Data =
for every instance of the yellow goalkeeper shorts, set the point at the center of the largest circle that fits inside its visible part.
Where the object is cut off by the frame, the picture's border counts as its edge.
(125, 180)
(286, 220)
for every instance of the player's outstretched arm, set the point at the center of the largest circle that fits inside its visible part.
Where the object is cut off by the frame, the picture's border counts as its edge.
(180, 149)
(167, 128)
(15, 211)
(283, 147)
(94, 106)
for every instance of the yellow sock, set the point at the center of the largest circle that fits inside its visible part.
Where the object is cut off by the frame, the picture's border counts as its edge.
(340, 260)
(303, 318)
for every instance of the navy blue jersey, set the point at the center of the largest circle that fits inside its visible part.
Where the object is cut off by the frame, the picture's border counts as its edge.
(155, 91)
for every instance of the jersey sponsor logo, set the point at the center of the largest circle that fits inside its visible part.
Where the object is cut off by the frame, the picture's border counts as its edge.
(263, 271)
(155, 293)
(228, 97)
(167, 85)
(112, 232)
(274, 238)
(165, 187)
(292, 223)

--

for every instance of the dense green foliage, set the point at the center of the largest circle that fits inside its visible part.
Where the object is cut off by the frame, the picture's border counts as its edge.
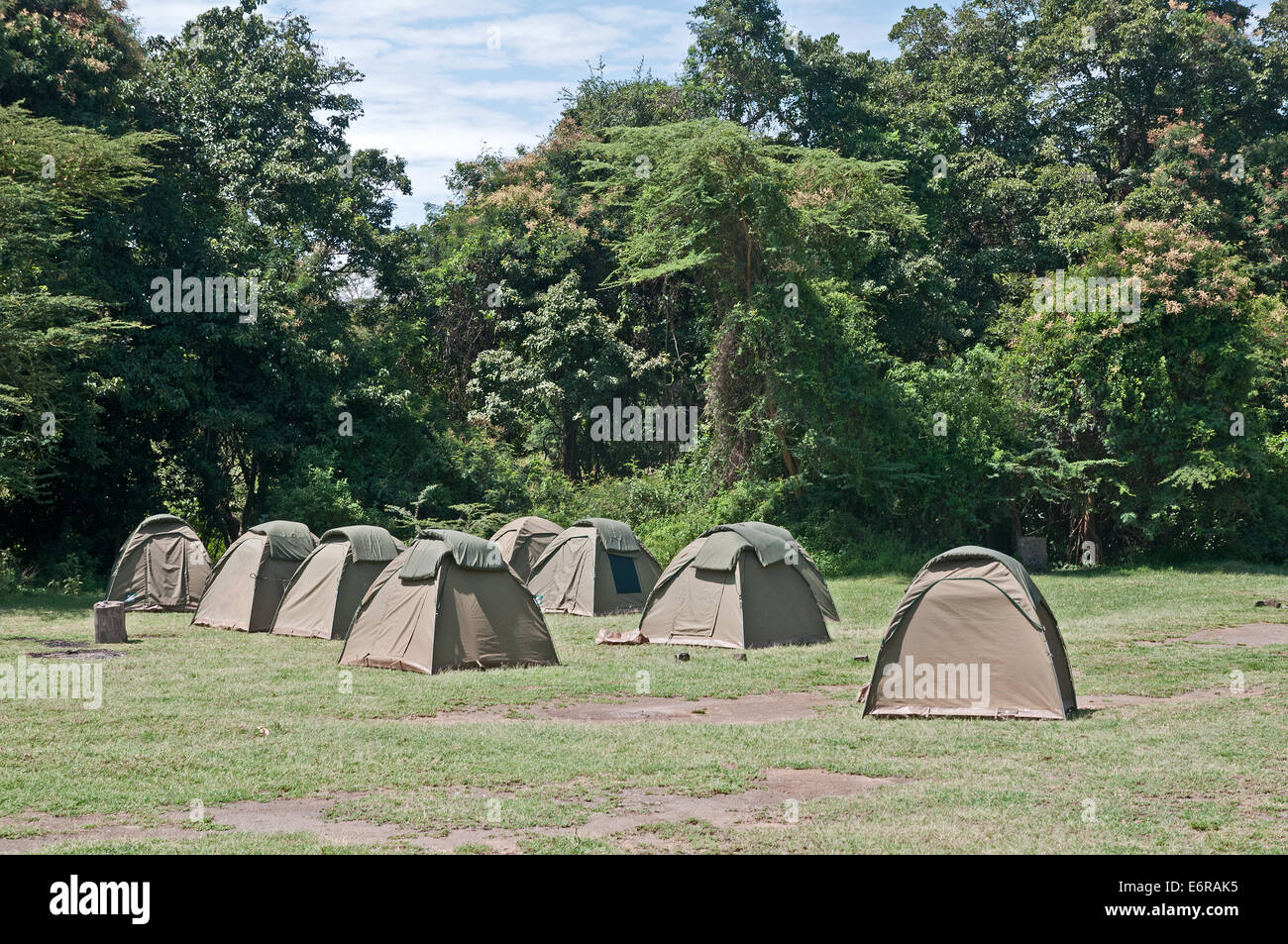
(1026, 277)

--

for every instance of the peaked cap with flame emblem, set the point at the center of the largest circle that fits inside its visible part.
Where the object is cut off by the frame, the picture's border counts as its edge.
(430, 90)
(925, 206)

Instructions to follow =
Say how many lines of the material above contain the string "part". Write nothing but the number.

Reply to the exercise =
7